Reproduce the stretch of the records from the line containing "Please examine this image carefully and locate the leafy" through the end of the records, both ends included, keeping the requests unchanged. Scale every box coordinate in the answers by 2.6 and round each result to a whole number, rounding halves up.
►
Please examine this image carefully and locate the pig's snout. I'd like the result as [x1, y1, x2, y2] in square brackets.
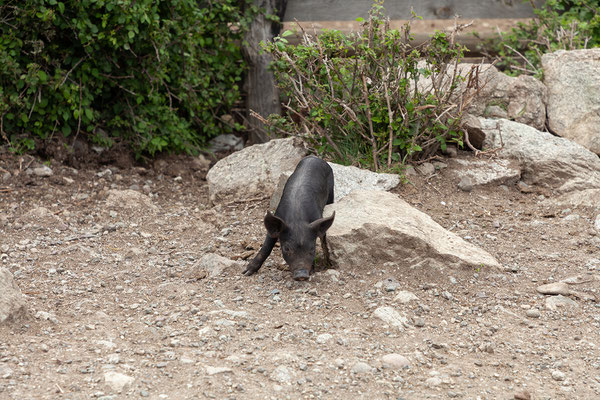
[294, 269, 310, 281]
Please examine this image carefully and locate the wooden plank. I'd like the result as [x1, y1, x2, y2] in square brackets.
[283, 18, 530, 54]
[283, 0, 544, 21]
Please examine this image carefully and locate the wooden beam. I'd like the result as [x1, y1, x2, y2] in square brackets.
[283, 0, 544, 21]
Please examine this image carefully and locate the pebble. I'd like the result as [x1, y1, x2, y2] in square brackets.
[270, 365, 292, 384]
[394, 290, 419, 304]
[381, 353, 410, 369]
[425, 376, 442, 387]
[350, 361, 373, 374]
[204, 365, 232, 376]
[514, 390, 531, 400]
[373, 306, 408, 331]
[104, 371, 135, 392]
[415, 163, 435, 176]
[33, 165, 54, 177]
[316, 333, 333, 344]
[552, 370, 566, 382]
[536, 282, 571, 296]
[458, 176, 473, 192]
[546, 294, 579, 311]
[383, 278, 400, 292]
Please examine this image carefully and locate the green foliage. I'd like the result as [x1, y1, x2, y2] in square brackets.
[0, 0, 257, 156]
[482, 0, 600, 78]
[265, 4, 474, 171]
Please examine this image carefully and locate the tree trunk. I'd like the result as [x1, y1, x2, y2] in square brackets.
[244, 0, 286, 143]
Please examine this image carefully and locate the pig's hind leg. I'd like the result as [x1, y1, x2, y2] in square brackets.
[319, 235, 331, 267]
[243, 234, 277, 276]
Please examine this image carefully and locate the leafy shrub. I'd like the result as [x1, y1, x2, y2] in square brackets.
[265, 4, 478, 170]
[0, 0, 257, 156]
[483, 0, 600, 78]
◄
• _Final result_:
Please examine this image carefully and locate the leafy shrub. I'd like the result as [x1, y1, x2, y2] in square brackets.
[689, 10, 1243, 442]
[0, 0, 668, 406]
[1256, 0, 1560, 203]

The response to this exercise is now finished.